Items from a dataset
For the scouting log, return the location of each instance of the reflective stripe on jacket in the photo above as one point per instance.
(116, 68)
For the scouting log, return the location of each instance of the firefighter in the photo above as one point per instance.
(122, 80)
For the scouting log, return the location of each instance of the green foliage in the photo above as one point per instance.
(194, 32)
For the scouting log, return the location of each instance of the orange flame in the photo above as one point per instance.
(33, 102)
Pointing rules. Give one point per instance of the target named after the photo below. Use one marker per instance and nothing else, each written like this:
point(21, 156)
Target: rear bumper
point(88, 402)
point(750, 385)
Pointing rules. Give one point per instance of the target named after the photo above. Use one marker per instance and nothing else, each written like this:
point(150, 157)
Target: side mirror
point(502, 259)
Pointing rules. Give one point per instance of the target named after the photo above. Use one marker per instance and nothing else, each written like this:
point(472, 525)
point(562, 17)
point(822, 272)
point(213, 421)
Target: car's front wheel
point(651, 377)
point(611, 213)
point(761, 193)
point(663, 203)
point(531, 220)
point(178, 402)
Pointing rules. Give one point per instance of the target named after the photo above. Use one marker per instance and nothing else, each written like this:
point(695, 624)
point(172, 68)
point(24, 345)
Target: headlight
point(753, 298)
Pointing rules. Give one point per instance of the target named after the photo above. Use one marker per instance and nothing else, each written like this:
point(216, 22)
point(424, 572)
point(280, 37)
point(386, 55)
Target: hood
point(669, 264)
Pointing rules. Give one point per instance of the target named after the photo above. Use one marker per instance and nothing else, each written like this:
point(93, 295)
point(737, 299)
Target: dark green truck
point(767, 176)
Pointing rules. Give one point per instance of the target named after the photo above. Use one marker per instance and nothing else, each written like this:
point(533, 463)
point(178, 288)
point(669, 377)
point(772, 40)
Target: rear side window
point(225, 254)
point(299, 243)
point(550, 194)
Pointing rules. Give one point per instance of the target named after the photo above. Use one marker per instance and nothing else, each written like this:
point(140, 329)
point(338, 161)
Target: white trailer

● **What you need to do**
Start at the first line and transcribe the data exactly through the last.

● **Result of this task**
For the scouting log, return the location of each instance of the reflective stripe on jacket in the photo above as one point per instance.
(116, 68)
For the scouting log, return the location of each instance of the firefighter in the photo above as one point per instance.
(122, 80)
For the scouting log, return the location of each instance of the green foliage in the photo above as one point per instance.
(194, 32)
For the scouting log, return the location of each instance of the orange flame in the photo above as one point per instance.
(33, 102)
Pointing rules. Give one point per instance of the target named after the photo below. Use one marker per instance and nothing else, each written like this:
point(21, 156)
Target: rear bumper
point(88, 402)
point(750, 385)
Pointing rules. Give one point per instance of the target named after the photo above. Use one marker per instance and nothing else, each written like this:
point(150, 157)
Target: side mirror
point(502, 259)
Pointing rules. Give one point per instance of the target named after the photo above. Use one marker per instance and nothing else, each written like this:
point(472, 525)
point(562, 17)
point(822, 272)
point(213, 421)
Target: car's front wheel
point(651, 377)
point(611, 213)
point(761, 193)
point(663, 203)
point(531, 220)
point(178, 402)
Pointing rules. Give one point per instance of the target named after the photo above. Use one marker per instance and nothing else, each written like this:
point(695, 624)
point(172, 68)
point(24, 345)
Target: headlight
point(753, 298)
Pointing rules. Give one point per instance of the target named after the photo above. Use one marker per instance and nothing else, each written like this:
point(216, 22)
point(424, 572)
point(280, 37)
point(386, 55)
Target: hood
point(669, 264)
Pointing rules. Give one point per instance of the target named after the photo above. Use one marker per instance and nothing else, each written like this:
point(93, 295)
point(737, 299)
Target: dark green truck
point(767, 176)
Pointing rules. Give one point per instance of the target named after the photo above. Use one marker per instance and nothing else, each written like this:
point(533, 463)
point(178, 288)
point(669, 377)
point(772, 40)
Target: rear side window
point(225, 254)
point(299, 243)
point(550, 194)
Pointing rules. Give one point per instance of the target named after the photo above. Use one marker per instance and nothing else, each written like this:
point(140, 329)
point(338, 161)
Target: white trailer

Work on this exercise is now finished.